*Excerpts of pointing data*
***

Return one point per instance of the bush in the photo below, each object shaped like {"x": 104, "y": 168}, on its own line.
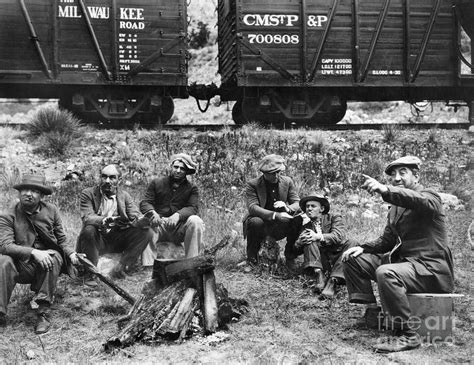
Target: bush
{"x": 54, "y": 131}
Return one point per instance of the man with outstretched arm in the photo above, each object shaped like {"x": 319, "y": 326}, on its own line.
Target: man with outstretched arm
{"x": 416, "y": 249}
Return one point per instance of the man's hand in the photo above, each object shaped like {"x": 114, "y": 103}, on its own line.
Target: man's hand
{"x": 109, "y": 221}
{"x": 172, "y": 220}
{"x": 309, "y": 236}
{"x": 280, "y": 204}
{"x": 74, "y": 259}
{"x": 156, "y": 220}
{"x": 352, "y": 252}
{"x": 283, "y": 217}
{"x": 373, "y": 186}
{"x": 44, "y": 258}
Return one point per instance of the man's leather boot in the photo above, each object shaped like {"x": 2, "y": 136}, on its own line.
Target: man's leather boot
{"x": 330, "y": 289}
{"x": 42, "y": 324}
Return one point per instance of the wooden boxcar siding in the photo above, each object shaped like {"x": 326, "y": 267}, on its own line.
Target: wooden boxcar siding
{"x": 136, "y": 32}
{"x": 344, "y": 60}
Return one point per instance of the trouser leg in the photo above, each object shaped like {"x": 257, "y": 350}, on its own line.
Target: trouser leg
{"x": 312, "y": 257}
{"x": 394, "y": 281}
{"x": 43, "y": 282}
{"x": 358, "y": 273}
{"x": 336, "y": 262}
{"x": 255, "y": 236}
{"x": 8, "y": 280}
{"x": 90, "y": 242}
{"x": 193, "y": 232}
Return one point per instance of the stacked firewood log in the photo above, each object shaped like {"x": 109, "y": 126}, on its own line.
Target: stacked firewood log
{"x": 181, "y": 298}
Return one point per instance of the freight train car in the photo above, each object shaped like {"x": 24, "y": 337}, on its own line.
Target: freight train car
{"x": 302, "y": 60}
{"x": 103, "y": 59}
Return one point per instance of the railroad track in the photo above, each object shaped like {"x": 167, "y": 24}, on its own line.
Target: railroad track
{"x": 332, "y": 127}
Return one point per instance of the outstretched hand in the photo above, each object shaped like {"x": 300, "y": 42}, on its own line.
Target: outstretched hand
{"x": 373, "y": 186}
{"x": 351, "y": 253}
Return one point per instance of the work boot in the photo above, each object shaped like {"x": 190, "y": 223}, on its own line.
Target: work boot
{"x": 118, "y": 272}
{"x": 373, "y": 318}
{"x": 329, "y": 290}
{"x": 42, "y": 324}
{"x": 402, "y": 341}
{"x": 319, "y": 280}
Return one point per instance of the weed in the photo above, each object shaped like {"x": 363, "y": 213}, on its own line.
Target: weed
{"x": 390, "y": 132}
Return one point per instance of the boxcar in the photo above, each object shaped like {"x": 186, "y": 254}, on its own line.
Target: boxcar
{"x": 302, "y": 60}
{"x": 104, "y": 59}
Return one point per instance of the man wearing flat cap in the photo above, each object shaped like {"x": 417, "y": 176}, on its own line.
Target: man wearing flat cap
{"x": 272, "y": 200}
{"x": 320, "y": 236}
{"x": 417, "y": 257}
{"x": 111, "y": 223}
{"x": 172, "y": 203}
{"x": 33, "y": 249}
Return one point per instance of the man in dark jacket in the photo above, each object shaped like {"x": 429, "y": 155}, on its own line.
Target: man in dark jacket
{"x": 272, "y": 200}
{"x": 320, "y": 236}
{"x": 416, "y": 246}
{"x": 33, "y": 249}
{"x": 172, "y": 203}
{"x": 112, "y": 223}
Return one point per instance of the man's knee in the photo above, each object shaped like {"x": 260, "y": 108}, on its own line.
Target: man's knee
{"x": 88, "y": 232}
{"x": 255, "y": 224}
{"x": 383, "y": 272}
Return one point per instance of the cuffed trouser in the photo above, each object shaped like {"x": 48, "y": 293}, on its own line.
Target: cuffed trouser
{"x": 258, "y": 229}
{"x": 394, "y": 281}
{"x": 130, "y": 242}
{"x": 43, "y": 282}
{"x": 190, "y": 232}
{"x": 325, "y": 258}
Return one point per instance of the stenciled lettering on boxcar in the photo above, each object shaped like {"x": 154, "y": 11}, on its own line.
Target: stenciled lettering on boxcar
{"x": 336, "y": 66}
{"x": 290, "y": 21}
{"x": 130, "y": 20}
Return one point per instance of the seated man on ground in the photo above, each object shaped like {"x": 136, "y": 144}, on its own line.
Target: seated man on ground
{"x": 320, "y": 237}
{"x": 33, "y": 249}
{"x": 111, "y": 223}
{"x": 272, "y": 200}
{"x": 172, "y": 204}
{"x": 418, "y": 257}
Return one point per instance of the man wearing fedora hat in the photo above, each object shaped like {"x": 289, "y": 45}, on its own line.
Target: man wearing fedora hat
{"x": 111, "y": 223}
{"x": 417, "y": 257}
{"x": 33, "y": 249}
{"x": 172, "y": 204}
{"x": 272, "y": 200}
{"x": 320, "y": 237}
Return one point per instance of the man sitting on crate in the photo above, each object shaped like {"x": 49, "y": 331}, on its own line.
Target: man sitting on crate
{"x": 419, "y": 259}
{"x": 172, "y": 203}
{"x": 111, "y": 223}
{"x": 33, "y": 249}
{"x": 321, "y": 238}
{"x": 272, "y": 200}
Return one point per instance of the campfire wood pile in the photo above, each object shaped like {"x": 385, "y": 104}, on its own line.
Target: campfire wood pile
{"x": 181, "y": 294}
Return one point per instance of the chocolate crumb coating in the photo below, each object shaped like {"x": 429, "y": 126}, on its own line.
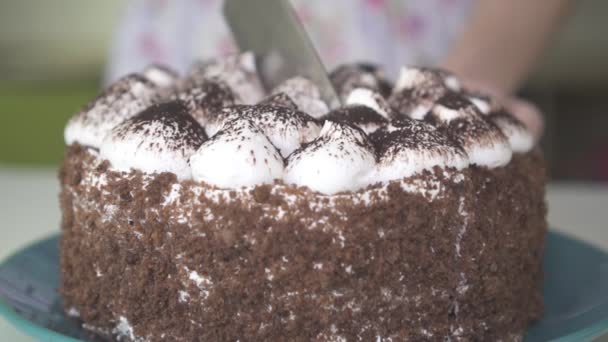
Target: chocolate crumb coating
{"x": 181, "y": 261}
{"x": 348, "y": 77}
{"x": 422, "y": 223}
{"x": 279, "y": 100}
{"x": 205, "y": 100}
{"x": 361, "y": 116}
{"x": 168, "y": 114}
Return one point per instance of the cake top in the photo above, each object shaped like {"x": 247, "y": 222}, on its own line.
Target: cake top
{"x": 218, "y": 125}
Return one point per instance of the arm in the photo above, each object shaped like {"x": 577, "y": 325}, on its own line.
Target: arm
{"x": 503, "y": 40}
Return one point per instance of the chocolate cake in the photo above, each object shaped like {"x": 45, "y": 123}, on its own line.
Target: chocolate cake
{"x": 203, "y": 208}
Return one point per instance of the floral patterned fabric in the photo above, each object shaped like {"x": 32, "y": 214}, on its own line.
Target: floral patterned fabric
{"x": 388, "y": 32}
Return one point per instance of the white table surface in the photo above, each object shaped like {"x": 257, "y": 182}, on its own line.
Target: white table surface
{"x": 29, "y": 211}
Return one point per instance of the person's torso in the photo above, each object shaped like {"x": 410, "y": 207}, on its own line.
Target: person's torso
{"x": 390, "y": 33}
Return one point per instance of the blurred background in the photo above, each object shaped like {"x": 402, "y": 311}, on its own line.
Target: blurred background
{"x": 52, "y": 59}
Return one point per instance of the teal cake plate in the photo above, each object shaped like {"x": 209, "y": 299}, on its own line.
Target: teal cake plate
{"x": 575, "y": 292}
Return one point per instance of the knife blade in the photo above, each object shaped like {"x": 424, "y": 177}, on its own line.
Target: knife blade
{"x": 272, "y": 31}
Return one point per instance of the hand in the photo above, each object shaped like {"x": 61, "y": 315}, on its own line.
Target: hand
{"x": 527, "y": 112}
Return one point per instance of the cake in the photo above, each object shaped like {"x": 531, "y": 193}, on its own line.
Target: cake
{"x": 201, "y": 207}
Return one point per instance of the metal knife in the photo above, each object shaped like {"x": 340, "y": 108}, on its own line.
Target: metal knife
{"x": 271, "y": 30}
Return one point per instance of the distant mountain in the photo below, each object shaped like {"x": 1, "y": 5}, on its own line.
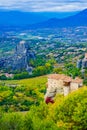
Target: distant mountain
{"x": 18, "y": 18}
{"x": 79, "y": 19}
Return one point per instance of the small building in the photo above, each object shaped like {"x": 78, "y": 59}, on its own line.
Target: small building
{"x": 62, "y": 84}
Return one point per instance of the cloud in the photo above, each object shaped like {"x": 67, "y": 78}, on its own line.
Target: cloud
{"x": 44, "y": 5}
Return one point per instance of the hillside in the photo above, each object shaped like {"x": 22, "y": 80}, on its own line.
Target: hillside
{"x": 67, "y": 113}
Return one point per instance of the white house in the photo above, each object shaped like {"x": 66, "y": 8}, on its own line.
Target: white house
{"x": 60, "y": 83}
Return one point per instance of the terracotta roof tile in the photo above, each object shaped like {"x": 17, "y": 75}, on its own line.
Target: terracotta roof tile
{"x": 60, "y": 77}
{"x": 77, "y": 80}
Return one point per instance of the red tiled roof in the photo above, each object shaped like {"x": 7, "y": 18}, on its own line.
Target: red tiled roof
{"x": 60, "y": 77}
{"x": 77, "y": 80}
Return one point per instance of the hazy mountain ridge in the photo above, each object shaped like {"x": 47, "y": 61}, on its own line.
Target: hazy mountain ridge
{"x": 79, "y": 19}
{"x": 18, "y": 18}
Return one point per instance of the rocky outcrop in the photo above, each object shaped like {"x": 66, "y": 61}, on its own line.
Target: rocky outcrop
{"x": 20, "y": 60}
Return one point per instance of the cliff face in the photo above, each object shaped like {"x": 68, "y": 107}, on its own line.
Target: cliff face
{"x": 20, "y": 59}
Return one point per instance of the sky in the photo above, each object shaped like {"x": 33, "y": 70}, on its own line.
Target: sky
{"x": 44, "y": 5}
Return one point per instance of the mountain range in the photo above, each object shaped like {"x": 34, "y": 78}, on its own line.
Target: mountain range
{"x": 79, "y": 19}
{"x": 42, "y": 20}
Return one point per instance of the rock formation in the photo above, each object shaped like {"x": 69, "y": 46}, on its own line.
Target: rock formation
{"x": 20, "y": 59}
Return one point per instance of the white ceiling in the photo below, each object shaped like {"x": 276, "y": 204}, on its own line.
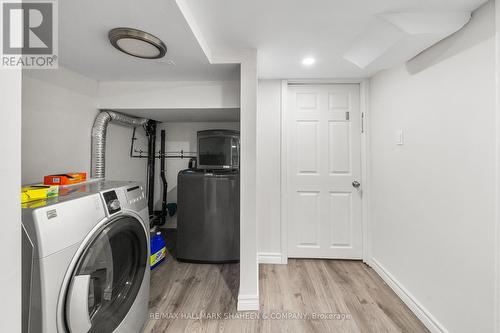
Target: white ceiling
{"x": 286, "y": 31}
{"x": 186, "y": 115}
{"x": 84, "y": 46}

***

Take the line that contains "Return one point per instance of the mountain" and every line after it up to the end of the records above, and restate them exactly, without the pictures.

Return one point per instance of the mountain range in the photo above, each object shaped like {"x": 34, "y": 78}, on its own line.
Target: mountain range
{"x": 79, "y": 19}
{"x": 42, "y": 20}
Return one point per instance of the rock formation in the photo above, each object shaped like {"x": 69, "y": 46}, on its own line.
Target: rock formation
{"x": 20, "y": 59}
Return one point per instance of the white ceiling in the photo below, each object shaped like {"x": 276, "y": 204}, on its own line.
Target: white ceiling
{"x": 286, "y": 31}
{"x": 186, "y": 115}
{"x": 84, "y": 46}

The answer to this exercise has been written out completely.